* **Pasaje seleccionado**:
Cómo saludar a la gloriosa Virgen.
Escucha oh Madre al devoto enamorado de tu nombre:
“El cielo se regocija y la tierra se asombra, cuando digo:
Ave María.
Satanás huye, el infierno tiembla, cuando digo: Ave María.
El mundo se vuelve despreciable, los pecados de la carne repugnante, cuando digo: Ave María.
Desaparece la tristeza y vuelve la alegría, cuando digo:
Salve María.
Se disipa la tibieza y el corazón se inflama de amor, cuando digo: Salve María.
Aumenta la devoción, nace la compunción, se acrecienta la esperanza, se intensifica el consuelo, cuando digo:
Salve María.
El ánimo se renueva y se refuerza el empeño en el bien, cuando digo:
Ave María”.
Es tan grande la dulzura de este bendito saludo, que no admite explicación con palabras humanas. Resulta en efecto siempre más elevado y profundo de lo que pueda comprender toda criatura. Por eso doblo una vez más las rodillas delante de ti, Santísima Virgen María, y digo:
“Ave María llena de gracia”.
Clementísima Señora mía, Santa María, acepta este tan devoto saludo y, con él, acéptame también a mí, para que pueda yo tener algo que sea de tu agrado, que fortalezca mi confianza en ti, que encienda en mí un amor cada vez más grande y me conserve por siempre devoto a tu santo nombre.
Quiera el cielo que, para satisfacer mi deseo de honrarte y de saludarte eternamente desde lo profundo del corazón, todos mis miembros se transformen en lenguas y las lenguas en voces de fuego. Madre de Dios, quisiera poder dirigirte este saludo como pura y santa ofrenda de oración, en expiación de todas mis culpas, por las cuales he merecido la ira divina, he entristecido gravemente a tu Hijo, he deshonrado y ofendido muy a menudo a ti y a toda la corte celestial.
Dado que mi vida es frágil y caduca a causa de todos mis excesos, de todas mis negligencias, de todos los pensamientos vanos, inmundos y perversos, quiera el cielo que todos los espíritus bienaventurados y las almas de los justos, con purísima devoción y muy ardiente plegaria, te dirijan, Oh Beatísima Virgen María, y repitan cien veces en tu honor el altísimo saludo con que el Padre, el Hijo y el Espíritu Santo fueron los primeros en querer saludarte por medio del ángel. De alguna manera, hallaría así un digno incienso de suave fragancia, ya que en mí nada hay de bueno ni nada que merezca recompensa.

* **Filas proporcionadas**:
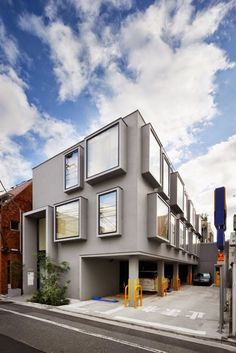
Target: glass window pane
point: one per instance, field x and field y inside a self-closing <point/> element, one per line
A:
<point x="108" y="213"/>
<point x="166" y="176"/>
<point x="181" y="235"/>
<point x="155" y="158"/>
<point x="71" y="169"/>
<point x="103" y="151"/>
<point x="162" y="219"/>
<point x="180" y="194"/>
<point x="67" y="220"/>
<point x="185" y="206"/>
<point x="173" y="230"/>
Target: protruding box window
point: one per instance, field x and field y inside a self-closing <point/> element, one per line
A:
<point x="158" y="218"/>
<point x="109" y="208"/>
<point x="191" y="214"/>
<point x="106" y="153"/>
<point x="182" y="231"/>
<point x="151" y="157"/>
<point x="172" y="230"/>
<point x="70" y="220"/>
<point x="177" y="193"/>
<point x="73" y="169"/>
<point x="166" y="177"/>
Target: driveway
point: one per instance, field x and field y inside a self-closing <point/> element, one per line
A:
<point x="192" y="310"/>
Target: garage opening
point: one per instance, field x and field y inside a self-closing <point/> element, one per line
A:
<point x="183" y="273"/>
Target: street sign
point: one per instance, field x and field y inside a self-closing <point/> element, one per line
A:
<point x="220" y="256"/>
<point x="220" y="208"/>
<point x="220" y="216"/>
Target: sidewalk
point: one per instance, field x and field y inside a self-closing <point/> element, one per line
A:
<point x="192" y="311"/>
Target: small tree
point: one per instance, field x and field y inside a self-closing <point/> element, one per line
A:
<point x="51" y="291"/>
<point x="16" y="273"/>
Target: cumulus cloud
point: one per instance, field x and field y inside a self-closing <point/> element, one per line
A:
<point x="158" y="61"/>
<point x="209" y="171"/>
<point x="19" y="117"/>
<point x="8" y="45"/>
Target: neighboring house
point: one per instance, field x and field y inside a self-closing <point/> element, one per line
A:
<point x="12" y="205"/>
<point x="114" y="208"/>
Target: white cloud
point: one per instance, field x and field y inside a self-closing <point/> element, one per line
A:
<point x="14" y="167"/>
<point x="18" y="118"/>
<point x="56" y="134"/>
<point x="168" y="71"/>
<point x="17" y="115"/>
<point x="205" y="173"/>
<point x="8" y="45"/>
<point x="173" y="84"/>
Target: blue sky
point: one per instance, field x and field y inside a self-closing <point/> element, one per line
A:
<point x="68" y="67"/>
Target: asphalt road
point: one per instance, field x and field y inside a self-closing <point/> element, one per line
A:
<point x="46" y="331"/>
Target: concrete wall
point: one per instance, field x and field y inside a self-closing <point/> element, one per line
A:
<point x="29" y="249"/>
<point x="101" y="277"/>
<point x="207" y="257"/>
<point x="48" y="189"/>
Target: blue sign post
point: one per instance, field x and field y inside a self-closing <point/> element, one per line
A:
<point x="220" y="224"/>
<point x="220" y="216"/>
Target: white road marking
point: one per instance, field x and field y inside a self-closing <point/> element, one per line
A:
<point x="160" y="326"/>
<point x="97" y="335"/>
<point x="195" y="315"/>
<point x="150" y="309"/>
<point x="171" y="312"/>
<point x="111" y="311"/>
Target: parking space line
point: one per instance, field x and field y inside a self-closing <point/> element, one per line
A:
<point x="160" y="326"/>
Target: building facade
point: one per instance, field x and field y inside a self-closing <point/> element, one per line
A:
<point x="112" y="207"/>
<point x="12" y="205"/>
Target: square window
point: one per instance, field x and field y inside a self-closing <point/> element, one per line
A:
<point x="109" y="212"/>
<point x="70" y="220"/>
<point x="103" y="151"/>
<point x="106" y="153"/>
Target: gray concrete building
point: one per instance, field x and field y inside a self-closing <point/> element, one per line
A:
<point x="112" y="207"/>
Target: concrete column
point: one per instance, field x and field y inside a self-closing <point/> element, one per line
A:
<point x="175" y="275"/>
<point x="133" y="277"/>
<point x="190" y="274"/>
<point x="161" y="275"/>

* **Tareas requeridas**:
1 - Enumera todos los efectos que el pasaje sobre el saludo a la Virgen atribuye a decir «Salve María» en la frase que empieza con «Aumenta la devoción».
2 - Prosigue el pasaje sobre el saludo a la Virgen a partir de su última oración.
Las filas no intervienen en esto.

* **Lista de respuestas**:
1 - Aumenta la devoción, nace la compunción, se acrecienta la esperanza y se intensifica el consuelo.

2 -
Pero ahora me postro ante ti, impulsado por sincera devoción; y totalmente encendido en veneración hacia tu suave nombre, te repito el gozo de aquel saludo nuevo, jamás oído hasta entonces, cuando el arcángel Gabriel, enviado por Dios, entró en la intimidad de tu morada y, doblando reverente las rodillas, te rindió honor al decirte:
“Ave, llena de gracia, el Señor es contigo”.
Yo deseo, en consonancia con la preciosa costumbre de los fieles y, en todo lo posible, con labios puros, dirigirte este saludo, como también deseo, desde lo profundo del corazón, que te lo dirijan del mismo modo todas las criaturas:
“Ave, María, llena de gracia. El Señor es contigo. Bendita tú eres entre todas las mujeres y bendito es, el fruto de tu vientre, Jesucristo. Amén”.
Este es el saludo angélico, compuesto por inspiración del Espíritu Santo, del todo adecuado a tu dignidad y a tu santidad. Es una oración pobre en palabras, pero rica en misterios.
Breve como discurso, pero profunda como contenido; más dulce que la miel y más preciosa que el oro, digna de repetirse con mucha frecuencia de todo corazón, devotamente y con labios puros, porque, aunque sea el resultado de muy pocas palabras, se esparce en un vastísimo torrente de celestial suavidad.
Pero ay de aquellos que se aburren, que la rezan sin devoción, que no reflexionan sobre sus palabras más valiosas que el oro, que no saborean sus copas de miel, que tantas veces recitan el Avemaría sin atención ni respeto.
Oh dulcísima Virgen María, presérvame de una tan grave negligencia y falta de atención, perdona mi pasado desempeño. Seré más devoto, más fervoroso y más atento al recitar el Avemaría, cualquiera sea el lugar en que pudiera hallarme.
Ahora, después de estas consideraciones, ¿qué te pediré, mi muy querida Señora? Para mí, indigno pecador, ¿hay algo mejor, más útil, más necesario que hallar gracia delante de ti y de tu amadísimo Hijo?
Por lo tanto, pido la gracia de Dios por tu intercesión, ya que, como afirma el ángel, tú has encontrado la plenitud de la gracia ante Dios.
Nada de lo que pida es más precioso que la gracia, ni tengo necesidad de ninguna otra cosa fuera de ella y de la misericordia de Dios.
Me basta su gracia y no necesito nada más: sin la gracia, en efecto, ¿qué resultado tendría cualquier esfuerzo mío?
En cambio, ¿qué puede ser para mí imposible, si me asiste y me ayuda la gracia?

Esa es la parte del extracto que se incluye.